Quote each line of the material verbatim, without the pictures.

### DATA LISTING

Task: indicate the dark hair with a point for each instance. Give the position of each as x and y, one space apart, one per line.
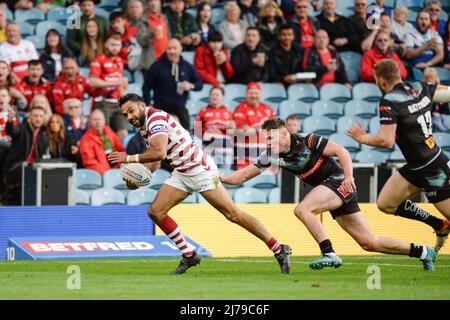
200 7
35 63
215 36
133 97
60 45
218 88
285 26
115 15
273 124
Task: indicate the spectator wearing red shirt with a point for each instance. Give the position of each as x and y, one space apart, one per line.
106 76
212 62
213 125
69 84
249 117
325 62
35 84
97 143
304 26
120 26
381 51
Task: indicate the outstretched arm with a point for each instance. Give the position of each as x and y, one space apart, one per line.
242 175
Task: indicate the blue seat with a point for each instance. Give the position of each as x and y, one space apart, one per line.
188 56
202 95
360 109
26 29
336 92
329 109
344 123
345 141
274 195
415 5
38 41
141 196
372 157
319 125
292 107
59 14
265 180
250 195
374 125
192 198
135 88
443 140
114 179
194 107
107 196
32 16
158 179
273 92
88 179
81 198
396 155
305 92
235 92
43 26
366 91
444 75
109 5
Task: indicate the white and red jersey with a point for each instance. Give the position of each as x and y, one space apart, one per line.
183 154
18 55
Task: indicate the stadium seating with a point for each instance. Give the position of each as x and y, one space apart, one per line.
141 196
319 125
250 195
360 109
88 179
329 109
335 92
43 26
235 92
107 196
263 181
159 177
298 108
81 197
305 92
366 91
32 16
371 156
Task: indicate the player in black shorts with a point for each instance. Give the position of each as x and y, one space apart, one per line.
309 158
405 118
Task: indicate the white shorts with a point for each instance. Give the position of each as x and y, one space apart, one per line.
200 179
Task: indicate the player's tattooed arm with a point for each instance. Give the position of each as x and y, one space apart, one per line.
242 175
384 138
334 150
442 94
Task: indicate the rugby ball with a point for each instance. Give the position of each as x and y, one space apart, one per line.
136 173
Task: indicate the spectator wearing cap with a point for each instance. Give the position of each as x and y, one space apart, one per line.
249 117
212 61
75 35
285 59
182 25
249 59
326 62
171 78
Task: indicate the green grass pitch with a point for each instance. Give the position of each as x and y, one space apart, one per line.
232 278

######

EXPECTED ANSWER:
Task: indicate the dark hair with a point for each instance. Give the position of each as x and y, one space apart, one per line.
200 7
35 63
215 36
133 97
60 45
218 88
285 26
115 15
273 124
Task: indicate the spectator wearing red shirt with a point for each instance. Give the position of each as x and y, one space apart, one per line.
106 76
212 62
213 125
69 84
249 117
325 62
35 84
97 143
304 26
120 26
381 51
Task: indicate the outstretched arm with a point for each instance. Give the position of each as x and y, one space apart, one per line.
242 175
Task: indicate the blue seat with a point for each instance. Give the position of each as x and y, one space apart, one per line.
188 56
202 95
360 109
26 29
336 92
329 109
344 123
345 141
274 195
415 5
38 41
141 196
372 157
319 125
292 107
59 14
265 180
250 195
374 125
192 198
135 88
443 140
114 179
194 107
107 196
32 16
158 179
273 92
88 179
81 198
396 155
305 92
235 92
43 26
366 91
444 75
109 5
Task: indicate the white and red jersey with a point for each instance. Give the position of each as x and y, one space apart, one per line.
183 154
18 55
Task: indicate the stadium seating with a point for each instance. Give the position of each as x and y, one space apart, one per line.
141 196
319 125
250 195
360 109
88 179
329 109
335 92
43 26
235 92
107 196
263 181
159 177
298 108
81 197
305 92
366 91
32 16
371 156
Task: indicate the player in black shorts with a point for each instance. Give the position of each as x and y, one space apart, one per line.
309 158
405 118
Task: indicate the white shorts with a point for each instance. Give the position of each as x and y, one space apart, one per line.
200 179
Task: indicate the player's tattooed arm with a point for each instance. Give the position of each as x and y, one space apart, one per line.
242 175
384 138
334 150
442 94
Task: indicate the rugby ball with a point for each instance. Give the position of each as x and y, one space apart, one per line.
136 173
Task: indicate the spectator wearing cap with a point for each instance. Give the position of each as x and y, one space apart, one per line.
249 117
212 61
75 35
285 59
182 25
249 59
326 62
171 78
Task: indicate the green grass pitch with a point for each instance. Give the position of each as x and y, one space apart, one per line.
232 278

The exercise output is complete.